Requirements
Reproduce the lines below, from the line with "Provide one point per instance of the person with hat" up to and including the line with "[(122, 685), (227, 682)]", swapping "person with hat" for "figure wearing a hat" and changing nothing else.

Dataset rows
━━━━━━━━━━
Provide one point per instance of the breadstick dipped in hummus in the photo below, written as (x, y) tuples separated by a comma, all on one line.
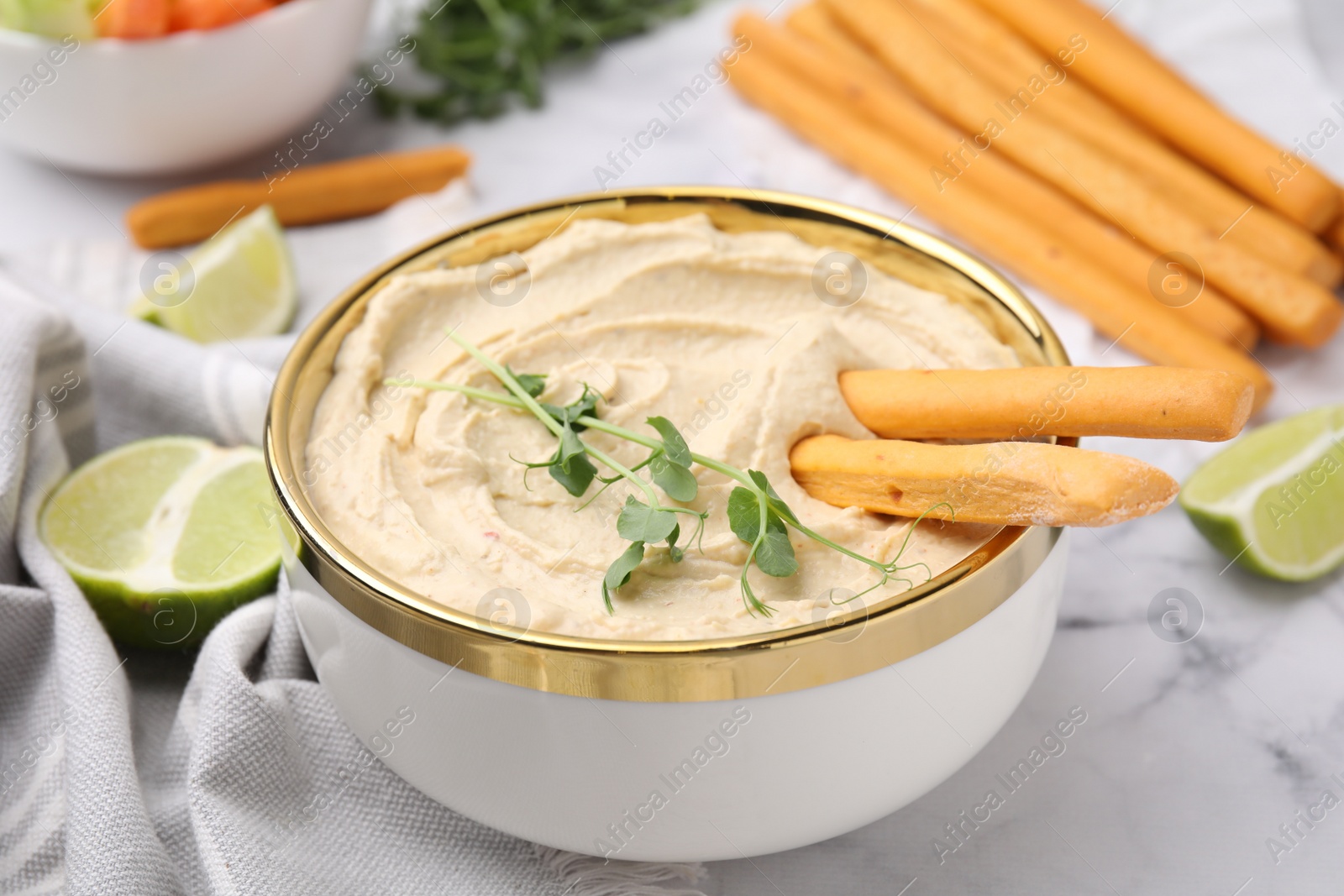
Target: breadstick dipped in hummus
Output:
━━━━━━━━━━
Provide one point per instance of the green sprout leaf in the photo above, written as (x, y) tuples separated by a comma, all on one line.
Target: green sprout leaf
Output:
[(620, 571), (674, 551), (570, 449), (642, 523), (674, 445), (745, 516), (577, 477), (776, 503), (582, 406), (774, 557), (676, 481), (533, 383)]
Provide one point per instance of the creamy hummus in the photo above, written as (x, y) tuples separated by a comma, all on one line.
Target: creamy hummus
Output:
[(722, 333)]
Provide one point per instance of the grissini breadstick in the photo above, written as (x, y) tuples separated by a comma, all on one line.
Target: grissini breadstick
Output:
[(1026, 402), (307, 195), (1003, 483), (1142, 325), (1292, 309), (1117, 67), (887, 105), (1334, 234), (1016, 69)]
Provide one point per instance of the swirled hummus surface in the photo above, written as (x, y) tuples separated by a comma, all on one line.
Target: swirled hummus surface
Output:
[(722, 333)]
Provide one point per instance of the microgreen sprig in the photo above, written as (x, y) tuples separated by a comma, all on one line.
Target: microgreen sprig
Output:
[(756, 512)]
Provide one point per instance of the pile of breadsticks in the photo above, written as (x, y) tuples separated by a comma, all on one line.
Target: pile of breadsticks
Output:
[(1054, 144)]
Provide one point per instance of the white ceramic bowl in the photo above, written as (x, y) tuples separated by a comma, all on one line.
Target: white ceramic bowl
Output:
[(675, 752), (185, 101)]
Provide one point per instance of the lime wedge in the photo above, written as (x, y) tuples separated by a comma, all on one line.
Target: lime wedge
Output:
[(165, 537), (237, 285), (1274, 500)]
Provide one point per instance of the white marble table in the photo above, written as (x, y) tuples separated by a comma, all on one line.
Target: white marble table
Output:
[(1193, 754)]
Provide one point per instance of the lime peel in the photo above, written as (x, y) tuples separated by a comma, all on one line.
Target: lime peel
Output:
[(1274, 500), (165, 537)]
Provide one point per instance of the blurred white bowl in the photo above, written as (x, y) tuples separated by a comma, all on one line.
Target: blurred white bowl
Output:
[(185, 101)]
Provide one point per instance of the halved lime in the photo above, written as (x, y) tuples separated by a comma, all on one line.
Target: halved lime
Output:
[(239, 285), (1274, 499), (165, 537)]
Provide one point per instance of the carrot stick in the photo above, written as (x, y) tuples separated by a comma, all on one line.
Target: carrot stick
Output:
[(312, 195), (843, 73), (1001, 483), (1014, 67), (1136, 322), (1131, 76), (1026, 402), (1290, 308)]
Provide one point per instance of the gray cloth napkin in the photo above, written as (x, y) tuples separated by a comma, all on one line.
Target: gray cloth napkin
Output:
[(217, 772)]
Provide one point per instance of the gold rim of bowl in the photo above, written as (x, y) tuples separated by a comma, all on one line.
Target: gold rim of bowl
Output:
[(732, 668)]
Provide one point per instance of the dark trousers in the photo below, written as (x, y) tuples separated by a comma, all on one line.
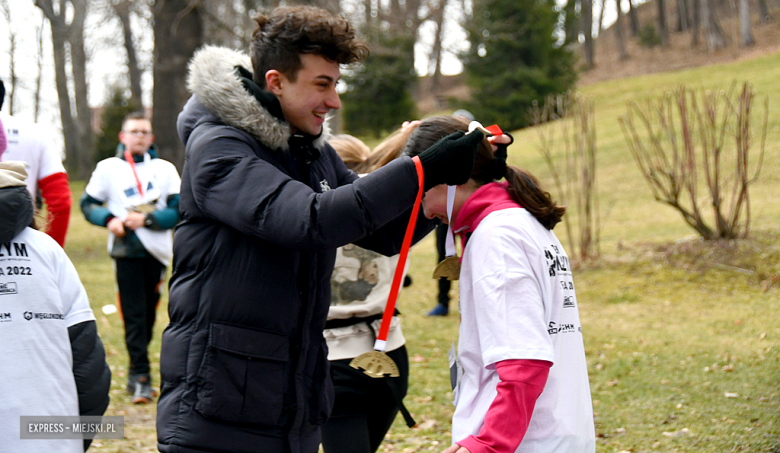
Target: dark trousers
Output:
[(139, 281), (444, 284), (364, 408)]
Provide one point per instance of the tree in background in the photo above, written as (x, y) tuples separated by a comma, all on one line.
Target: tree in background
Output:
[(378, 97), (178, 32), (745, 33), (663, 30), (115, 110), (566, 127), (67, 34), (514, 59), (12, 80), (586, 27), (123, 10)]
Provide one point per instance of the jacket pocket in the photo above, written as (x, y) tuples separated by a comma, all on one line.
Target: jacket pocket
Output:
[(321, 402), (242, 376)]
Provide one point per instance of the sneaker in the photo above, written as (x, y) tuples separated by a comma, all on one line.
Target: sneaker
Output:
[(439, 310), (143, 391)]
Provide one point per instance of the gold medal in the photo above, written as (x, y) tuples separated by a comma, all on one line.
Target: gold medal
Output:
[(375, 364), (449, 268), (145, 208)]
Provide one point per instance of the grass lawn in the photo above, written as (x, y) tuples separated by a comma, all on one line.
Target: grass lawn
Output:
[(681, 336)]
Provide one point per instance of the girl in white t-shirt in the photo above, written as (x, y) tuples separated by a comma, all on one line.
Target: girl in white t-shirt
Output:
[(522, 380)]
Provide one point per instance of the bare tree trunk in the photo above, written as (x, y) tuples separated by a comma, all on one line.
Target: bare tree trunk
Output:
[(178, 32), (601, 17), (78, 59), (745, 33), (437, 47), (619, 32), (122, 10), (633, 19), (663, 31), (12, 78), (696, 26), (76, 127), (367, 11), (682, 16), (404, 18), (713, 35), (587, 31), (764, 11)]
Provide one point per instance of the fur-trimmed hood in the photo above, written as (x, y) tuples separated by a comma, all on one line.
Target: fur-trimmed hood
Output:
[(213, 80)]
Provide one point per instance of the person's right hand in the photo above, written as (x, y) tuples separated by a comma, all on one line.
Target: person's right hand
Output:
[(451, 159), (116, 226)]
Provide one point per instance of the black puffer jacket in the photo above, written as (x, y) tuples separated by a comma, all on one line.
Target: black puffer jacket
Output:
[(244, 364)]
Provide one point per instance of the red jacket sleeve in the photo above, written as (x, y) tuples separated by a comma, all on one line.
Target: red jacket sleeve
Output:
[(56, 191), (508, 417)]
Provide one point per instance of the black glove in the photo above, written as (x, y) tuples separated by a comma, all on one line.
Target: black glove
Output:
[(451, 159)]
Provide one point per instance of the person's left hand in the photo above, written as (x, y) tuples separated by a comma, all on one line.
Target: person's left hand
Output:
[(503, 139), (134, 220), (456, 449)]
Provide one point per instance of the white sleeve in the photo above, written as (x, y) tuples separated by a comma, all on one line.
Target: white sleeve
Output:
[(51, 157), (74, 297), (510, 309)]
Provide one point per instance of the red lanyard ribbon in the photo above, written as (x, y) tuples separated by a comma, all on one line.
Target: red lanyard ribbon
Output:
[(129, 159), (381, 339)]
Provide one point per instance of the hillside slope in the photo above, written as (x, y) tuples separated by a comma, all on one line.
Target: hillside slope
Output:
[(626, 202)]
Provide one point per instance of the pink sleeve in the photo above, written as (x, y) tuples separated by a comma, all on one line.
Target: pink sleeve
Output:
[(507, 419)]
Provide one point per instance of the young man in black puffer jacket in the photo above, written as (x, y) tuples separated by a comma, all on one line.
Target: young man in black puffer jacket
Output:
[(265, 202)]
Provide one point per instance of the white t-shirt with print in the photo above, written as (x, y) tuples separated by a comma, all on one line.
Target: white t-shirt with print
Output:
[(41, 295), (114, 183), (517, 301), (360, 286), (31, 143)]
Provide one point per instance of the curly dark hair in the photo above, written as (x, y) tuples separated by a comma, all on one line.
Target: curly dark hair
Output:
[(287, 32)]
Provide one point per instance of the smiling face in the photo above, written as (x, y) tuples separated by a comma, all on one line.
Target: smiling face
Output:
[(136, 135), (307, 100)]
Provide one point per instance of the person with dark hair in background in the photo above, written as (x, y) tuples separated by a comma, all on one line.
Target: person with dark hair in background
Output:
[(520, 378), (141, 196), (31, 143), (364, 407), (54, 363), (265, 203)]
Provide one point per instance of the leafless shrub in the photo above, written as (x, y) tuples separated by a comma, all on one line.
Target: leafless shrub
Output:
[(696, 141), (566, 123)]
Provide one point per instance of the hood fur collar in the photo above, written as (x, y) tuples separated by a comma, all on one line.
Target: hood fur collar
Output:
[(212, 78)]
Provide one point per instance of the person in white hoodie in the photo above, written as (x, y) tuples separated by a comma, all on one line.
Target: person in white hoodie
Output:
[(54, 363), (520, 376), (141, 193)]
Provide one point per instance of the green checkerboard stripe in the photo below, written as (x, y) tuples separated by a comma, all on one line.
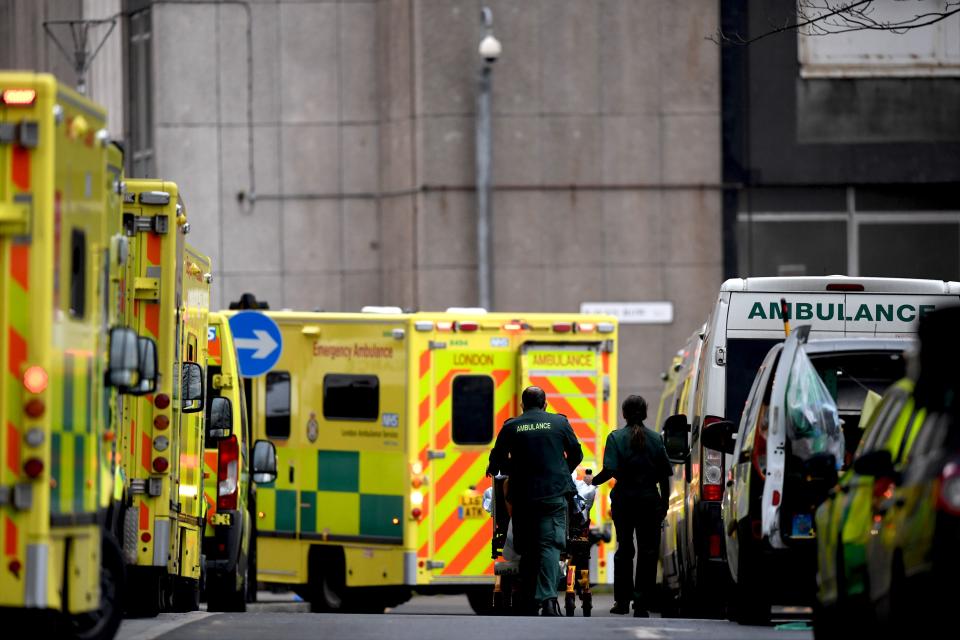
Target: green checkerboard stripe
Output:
━━━━━━━━━━
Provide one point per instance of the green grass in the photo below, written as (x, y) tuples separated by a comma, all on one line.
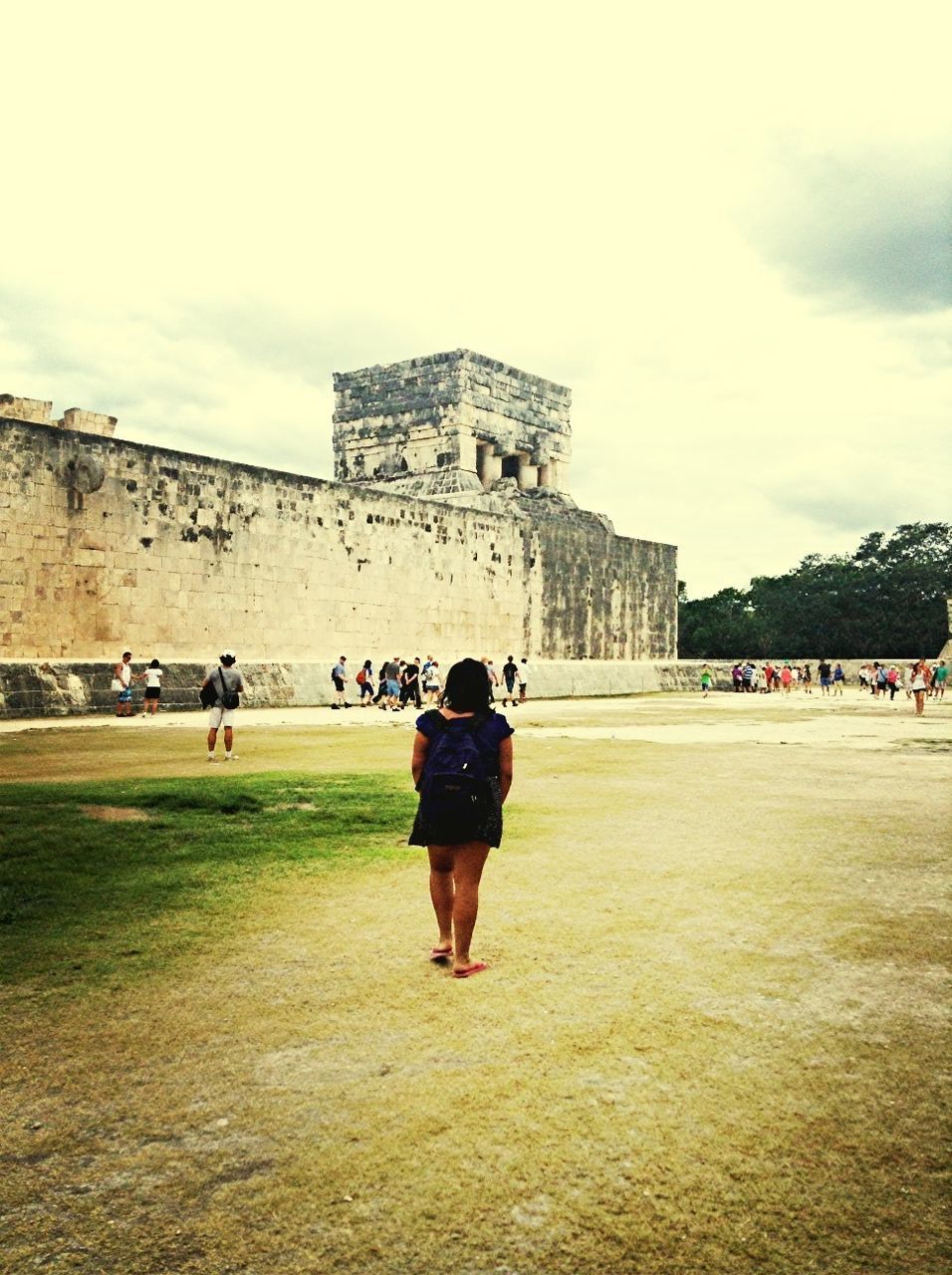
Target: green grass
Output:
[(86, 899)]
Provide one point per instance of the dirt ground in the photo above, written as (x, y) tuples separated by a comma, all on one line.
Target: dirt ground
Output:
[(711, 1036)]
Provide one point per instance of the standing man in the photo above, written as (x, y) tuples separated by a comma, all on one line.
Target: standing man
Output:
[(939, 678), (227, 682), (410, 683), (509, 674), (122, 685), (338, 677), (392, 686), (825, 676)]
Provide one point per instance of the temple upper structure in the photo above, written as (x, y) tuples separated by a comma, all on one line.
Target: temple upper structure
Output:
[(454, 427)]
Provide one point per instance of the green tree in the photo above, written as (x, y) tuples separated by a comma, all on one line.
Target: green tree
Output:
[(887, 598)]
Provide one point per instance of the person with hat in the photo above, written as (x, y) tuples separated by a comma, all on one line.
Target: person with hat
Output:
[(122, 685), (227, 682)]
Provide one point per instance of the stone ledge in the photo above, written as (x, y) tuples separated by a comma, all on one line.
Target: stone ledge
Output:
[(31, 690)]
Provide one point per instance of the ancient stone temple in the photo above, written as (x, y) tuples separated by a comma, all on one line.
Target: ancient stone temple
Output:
━━━━━━━━━━
Response
Provide one point per instance of the figure wearing a hat in the photo above, written as (x, y) tuples separated by a comma, all on one line.
Target: figure wearing a hat
Output:
[(122, 685), (227, 682)]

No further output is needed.